● Problem to work on: Translate this sentence from the passage on MS and central auditory processing into Spanish: "The symptoms caused by these attacks vary significantly between patients and depend on the site of neurologic involvement."

___ Quoted passage ___

MS is characterized by episodes (“attacks” or “relapses”) of neurologic dysfunction. The symptoms caused by these attacks vary significantly between patients and depend on the site of neurologic involvement. Commonly, patients may complain of numbness, tingling, weakness, vision loss, gait impairment, incoordination, imbalance, and bladder dysfunction. Between these attacks, in the relapsing-remitting (RR) phase of the illness, patients are neurologically stable.^[3]

Many patients who begin with RRMS progress to the secondary progressive phase of the illness, in which they have marked worsening of function and increasing of neurologic disability not related to any acute attacks that may or may not occur. About 66% of RRMS patients developed SPMS at an average time of 15 years,^[4] while in a British Columbia cohort study, 58% of patients with relapsing MS advanced to SPMS after an average time of 19.1 years.^[5]

About 10%–20% of the patients experience a clinical course of primary progressive (PP) MS, in which they started by insidious deterioration and never have acute relapses. About 5% of the PPMS patients can experience clinical episodes and now this type is known as progressive relapsing MS.^[3]

Central auditory processing could be affected in MS patients. Difficulty in speech perception in background noise was reported by many researches.^[6] Temporal resolution, dichotic listening, and performance with competing acoustic signals were evaluated in these patients through gaps in noise (GIN) test, dichotic digits test (DDT) (both versions), and speech in noise for adults (respectively).

A gap in noise test is a simple sensitive test for temporal resolution ability. It has a sensitivity of 67%, a specificity of 94%, and a high test–retest reliability, which is important for the clinical use of the test.^[6] Temporal resolution ability is the ability to follow rapid changes in a sound over time which is very important in speech perception. It is one of central auditory abilities through which the central pathway till auditory cortex could be assessed.

Dichotic listening is another central auditory ability that could assessed through many psychological tests. One of them is DDT which has two versions; the first is two digit one in each ear while the second version consisted of four digits two in each ears. It investigates the integration of binaural inputs within the auditory system. Specifically, it is a behavioral test for hemispheric lateralization of speech sound perception.^[7] The main object of this study was to evaluate the central auditory function in MS patients.

Subjects and Methods

Subjects

A descriptive case–control study in which a group of 20 Egyptian MS patients of both genders involved in the study and 20 apparently healthy controls who were matched to MS group in age, gender, and literacy. They ranged in age from 30 to 50 years. MS patients were recruited from neurology department to Audio-Vestibular Medicine Unit, ORL Department, Zagazig University.

___ Dataset records ___

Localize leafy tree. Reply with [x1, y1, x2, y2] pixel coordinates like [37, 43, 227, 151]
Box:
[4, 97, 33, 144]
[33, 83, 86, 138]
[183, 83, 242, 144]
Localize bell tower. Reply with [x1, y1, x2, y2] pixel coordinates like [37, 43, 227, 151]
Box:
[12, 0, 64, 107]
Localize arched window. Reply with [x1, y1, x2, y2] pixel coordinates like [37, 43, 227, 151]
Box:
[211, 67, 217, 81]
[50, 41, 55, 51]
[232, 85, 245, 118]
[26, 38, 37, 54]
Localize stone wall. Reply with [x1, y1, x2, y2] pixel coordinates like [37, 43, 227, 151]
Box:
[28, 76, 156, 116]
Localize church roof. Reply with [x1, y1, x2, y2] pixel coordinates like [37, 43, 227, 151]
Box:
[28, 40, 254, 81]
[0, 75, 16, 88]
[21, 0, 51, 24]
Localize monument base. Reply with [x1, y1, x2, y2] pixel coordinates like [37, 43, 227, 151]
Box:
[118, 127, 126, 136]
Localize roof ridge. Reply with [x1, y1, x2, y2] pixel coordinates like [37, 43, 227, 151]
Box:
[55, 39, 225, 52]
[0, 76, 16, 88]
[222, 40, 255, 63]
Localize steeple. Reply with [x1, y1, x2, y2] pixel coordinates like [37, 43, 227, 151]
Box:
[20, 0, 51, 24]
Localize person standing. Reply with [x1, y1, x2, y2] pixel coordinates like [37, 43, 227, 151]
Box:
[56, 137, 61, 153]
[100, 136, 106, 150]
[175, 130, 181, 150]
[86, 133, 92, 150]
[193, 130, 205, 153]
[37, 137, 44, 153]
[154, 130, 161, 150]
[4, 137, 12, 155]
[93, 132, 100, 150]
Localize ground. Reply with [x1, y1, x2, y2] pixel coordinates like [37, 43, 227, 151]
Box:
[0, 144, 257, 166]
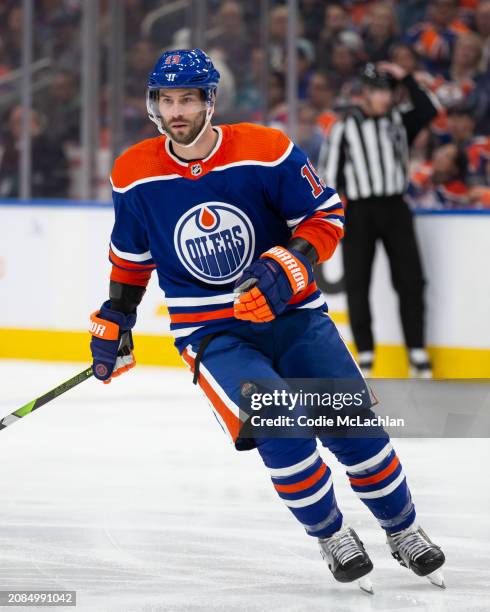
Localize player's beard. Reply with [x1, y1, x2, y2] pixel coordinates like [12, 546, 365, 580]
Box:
[162, 110, 206, 145]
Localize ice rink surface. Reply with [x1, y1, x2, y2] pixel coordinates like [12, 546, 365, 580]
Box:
[0, 361, 490, 612]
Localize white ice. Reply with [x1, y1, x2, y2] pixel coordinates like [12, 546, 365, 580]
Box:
[0, 361, 490, 612]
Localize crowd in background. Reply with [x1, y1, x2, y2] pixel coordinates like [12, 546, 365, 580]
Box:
[0, 0, 490, 208]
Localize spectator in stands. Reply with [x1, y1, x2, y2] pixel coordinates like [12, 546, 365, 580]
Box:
[449, 32, 483, 83]
[1, 5, 26, 71]
[124, 39, 157, 143]
[447, 103, 490, 187]
[269, 5, 311, 72]
[235, 47, 265, 120]
[406, 0, 469, 77]
[475, 0, 490, 72]
[363, 2, 398, 62]
[269, 6, 288, 71]
[328, 43, 360, 93]
[295, 102, 324, 166]
[0, 106, 69, 198]
[299, 0, 325, 45]
[394, 0, 427, 36]
[209, 48, 236, 123]
[45, 11, 82, 74]
[306, 72, 337, 137]
[407, 144, 474, 209]
[296, 38, 315, 100]
[316, 4, 362, 71]
[253, 71, 288, 130]
[35, 70, 80, 146]
[207, 0, 253, 85]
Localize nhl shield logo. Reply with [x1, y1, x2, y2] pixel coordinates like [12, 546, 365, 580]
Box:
[191, 164, 202, 176]
[174, 202, 255, 284]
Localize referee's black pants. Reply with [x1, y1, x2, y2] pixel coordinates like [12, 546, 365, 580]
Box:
[343, 196, 425, 351]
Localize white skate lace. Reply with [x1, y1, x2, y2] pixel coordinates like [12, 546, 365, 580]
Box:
[391, 531, 432, 561]
[322, 530, 363, 565]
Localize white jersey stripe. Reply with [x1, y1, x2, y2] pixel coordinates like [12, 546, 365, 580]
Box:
[345, 117, 371, 198]
[165, 293, 235, 308]
[111, 242, 151, 262]
[379, 117, 395, 196]
[170, 325, 204, 338]
[211, 142, 294, 172]
[110, 174, 182, 193]
[296, 295, 325, 310]
[287, 193, 342, 227]
[361, 119, 383, 195]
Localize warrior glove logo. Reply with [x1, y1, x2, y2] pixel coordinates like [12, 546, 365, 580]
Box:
[174, 202, 255, 284]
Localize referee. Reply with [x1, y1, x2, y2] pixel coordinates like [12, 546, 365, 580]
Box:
[319, 62, 438, 378]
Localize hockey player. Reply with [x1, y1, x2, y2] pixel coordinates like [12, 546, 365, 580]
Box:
[91, 49, 444, 590]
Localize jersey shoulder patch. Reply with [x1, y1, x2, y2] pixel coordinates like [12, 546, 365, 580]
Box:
[220, 123, 293, 165]
[111, 136, 173, 191]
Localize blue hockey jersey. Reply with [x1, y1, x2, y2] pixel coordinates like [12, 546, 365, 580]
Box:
[109, 123, 344, 352]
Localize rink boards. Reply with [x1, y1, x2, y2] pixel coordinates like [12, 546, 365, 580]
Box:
[0, 201, 490, 377]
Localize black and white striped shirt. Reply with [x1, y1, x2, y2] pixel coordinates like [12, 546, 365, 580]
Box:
[318, 77, 437, 200]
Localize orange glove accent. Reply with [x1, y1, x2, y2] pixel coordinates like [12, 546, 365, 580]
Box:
[260, 246, 308, 295]
[234, 287, 275, 323]
[89, 310, 119, 340]
[103, 351, 136, 385]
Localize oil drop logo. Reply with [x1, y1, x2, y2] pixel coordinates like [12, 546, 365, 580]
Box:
[174, 202, 255, 284]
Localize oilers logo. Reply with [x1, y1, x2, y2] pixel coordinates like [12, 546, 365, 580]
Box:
[174, 202, 255, 284]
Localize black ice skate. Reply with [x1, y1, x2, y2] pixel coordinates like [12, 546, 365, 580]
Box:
[318, 526, 374, 593]
[387, 525, 446, 589]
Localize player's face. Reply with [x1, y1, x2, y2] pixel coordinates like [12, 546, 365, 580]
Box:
[158, 89, 206, 145]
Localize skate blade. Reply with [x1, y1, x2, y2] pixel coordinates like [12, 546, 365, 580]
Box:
[357, 576, 374, 595]
[426, 570, 446, 589]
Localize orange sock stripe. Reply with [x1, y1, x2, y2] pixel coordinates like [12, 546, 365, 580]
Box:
[349, 455, 400, 487]
[182, 349, 240, 441]
[274, 462, 327, 493]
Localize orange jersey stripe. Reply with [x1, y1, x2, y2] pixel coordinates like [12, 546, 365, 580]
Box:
[170, 308, 233, 323]
[274, 463, 327, 493]
[109, 249, 156, 270]
[349, 455, 400, 487]
[182, 349, 240, 441]
[293, 209, 344, 263]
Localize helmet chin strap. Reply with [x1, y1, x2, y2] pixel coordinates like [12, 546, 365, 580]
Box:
[164, 105, 214, 149]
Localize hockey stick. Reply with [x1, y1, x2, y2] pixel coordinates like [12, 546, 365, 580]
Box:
[0, 366, 93, 429]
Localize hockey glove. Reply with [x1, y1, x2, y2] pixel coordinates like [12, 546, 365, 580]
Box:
[90, 300, 136, 383]
[234, 246, 313, 323]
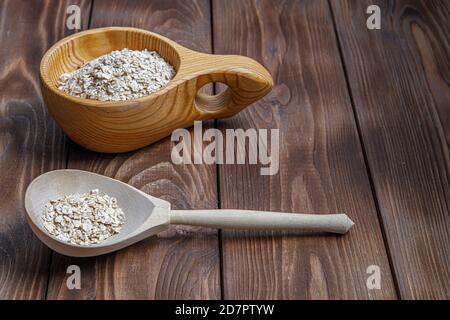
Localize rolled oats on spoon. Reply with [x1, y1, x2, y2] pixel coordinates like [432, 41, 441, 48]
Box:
[41, 189, 125, 245]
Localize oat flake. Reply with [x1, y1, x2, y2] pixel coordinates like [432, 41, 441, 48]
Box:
[58, 48, 175, 101]
[41, 189, 125, 245]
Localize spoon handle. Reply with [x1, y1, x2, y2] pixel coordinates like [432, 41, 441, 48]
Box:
[170, 209, 354, 234]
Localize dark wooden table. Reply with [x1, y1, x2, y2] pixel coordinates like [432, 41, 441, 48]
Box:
[0, 0, 450, 299]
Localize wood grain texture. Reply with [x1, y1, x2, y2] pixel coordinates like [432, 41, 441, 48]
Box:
[332, 0, 450, 299]
[40, 27, 273, 152]
[213, 0, 396, 299]
[48, 0, 220, 299]
[0, 0, 90, 299]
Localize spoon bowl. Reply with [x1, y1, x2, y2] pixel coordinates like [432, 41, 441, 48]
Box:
[25, 169, 170, 257]
[25, 169, 353, 257]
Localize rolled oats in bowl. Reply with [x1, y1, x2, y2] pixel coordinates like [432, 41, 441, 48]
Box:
[41, 189, 125, 245]
[58, 48, 175, 101]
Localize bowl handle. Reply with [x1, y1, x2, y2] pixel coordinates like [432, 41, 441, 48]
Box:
[193, 54, 273, 120]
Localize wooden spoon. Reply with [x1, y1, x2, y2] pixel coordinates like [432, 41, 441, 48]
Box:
[25, 169, 353, 257]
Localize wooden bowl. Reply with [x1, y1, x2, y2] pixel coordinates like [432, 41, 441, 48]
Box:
[40, 27, 273, 152]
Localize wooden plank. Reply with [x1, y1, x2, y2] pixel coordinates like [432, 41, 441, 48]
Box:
[0, 0, 90, 300]
[332, 0, 450, 299]
[49, 0, 220, 299]
[213, 0, 396, 299]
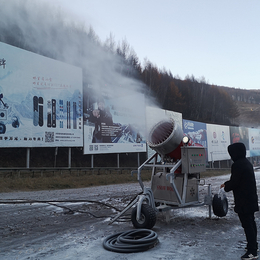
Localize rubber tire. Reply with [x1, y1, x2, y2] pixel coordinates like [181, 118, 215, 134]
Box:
[212, 194, 228, 217]
[131, 204, 156, 229]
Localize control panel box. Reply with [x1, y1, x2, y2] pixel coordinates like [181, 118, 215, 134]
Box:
[181, 146, 206, 173]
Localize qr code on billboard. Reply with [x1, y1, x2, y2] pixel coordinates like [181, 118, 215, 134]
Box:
[45, 132, 54, 143]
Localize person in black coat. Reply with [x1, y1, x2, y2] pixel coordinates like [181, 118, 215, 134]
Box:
[220, 143, 259, 259]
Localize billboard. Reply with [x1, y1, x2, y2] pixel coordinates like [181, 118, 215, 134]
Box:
[0, 42, 83, 147]
[83, 88, 146, 154]
[248, 128, 260, 157]
[207, 124, 230, 162]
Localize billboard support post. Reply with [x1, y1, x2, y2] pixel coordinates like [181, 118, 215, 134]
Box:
[26, 148, 30, 168]
[117, 153, 120, 168]
[68, 147, 71, 168]
[91, 154, 94, 168]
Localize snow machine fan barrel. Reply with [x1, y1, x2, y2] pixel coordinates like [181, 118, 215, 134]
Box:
[147, 119, 183, 159]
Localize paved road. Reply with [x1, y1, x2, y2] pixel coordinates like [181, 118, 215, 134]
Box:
[0, 172, 260, 260]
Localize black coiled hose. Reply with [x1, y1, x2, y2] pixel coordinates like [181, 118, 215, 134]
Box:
[103, 229, 159, 253]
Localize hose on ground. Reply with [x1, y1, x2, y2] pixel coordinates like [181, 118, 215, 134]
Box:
[103, 229, 159, 253]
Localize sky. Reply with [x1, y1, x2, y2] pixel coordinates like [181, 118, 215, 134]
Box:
[40, 0, 260, 89]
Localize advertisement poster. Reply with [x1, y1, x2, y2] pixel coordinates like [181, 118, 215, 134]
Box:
[248, 128, 260, 157]
[229, 126, 250, 157]
[83, 88, 146, 154]
[0, 42, 83, 147]
[146, 106, 182, 158]
[207, 124, 230, 162]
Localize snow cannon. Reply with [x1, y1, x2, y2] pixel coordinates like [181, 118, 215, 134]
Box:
[110, 119, 228, 229]
[147, 119, 183, 161]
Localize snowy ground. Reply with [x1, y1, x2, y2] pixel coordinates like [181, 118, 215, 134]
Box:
[0, 172, 260, 260]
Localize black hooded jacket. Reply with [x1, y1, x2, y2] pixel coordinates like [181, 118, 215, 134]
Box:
[224, 143, 259, 214]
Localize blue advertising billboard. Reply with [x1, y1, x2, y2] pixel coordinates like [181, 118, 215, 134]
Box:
[0, 42, 83, 147]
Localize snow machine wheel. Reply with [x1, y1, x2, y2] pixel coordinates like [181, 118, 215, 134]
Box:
[212, 194, 228, 217]
[131, 204, 156, 229]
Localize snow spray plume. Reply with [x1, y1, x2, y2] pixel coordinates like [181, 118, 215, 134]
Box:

___

● Output: Los síntomas causados por estos ataques varían significativamente entre los pacientes y dependen del sitio de afectación neurológica.